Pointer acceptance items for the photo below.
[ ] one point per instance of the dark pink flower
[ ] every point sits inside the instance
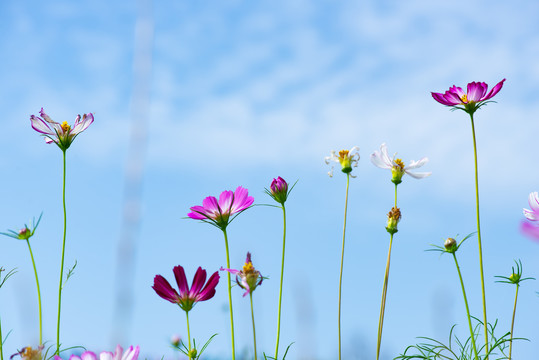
(60, 134)
(248, 278)
(532, 215)
(219, 213)
(475, 97)
(187, 298)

★ ★ ★ ★ ★ ★ ★

- _DESCRIPTION OF THE TASK_
Output the lines above in full and exactly. Leave out every picture.

- _RESPONSE TO THIS EXERCISE_
Pointer acceptance items for the photo below.
[ ] one point per instance of the dark pink flower
[ ] every point sits inside the instance
(60, 134)
(248, 278)
(532, 215)
(219, 213)
(475, 97)
(187, 298)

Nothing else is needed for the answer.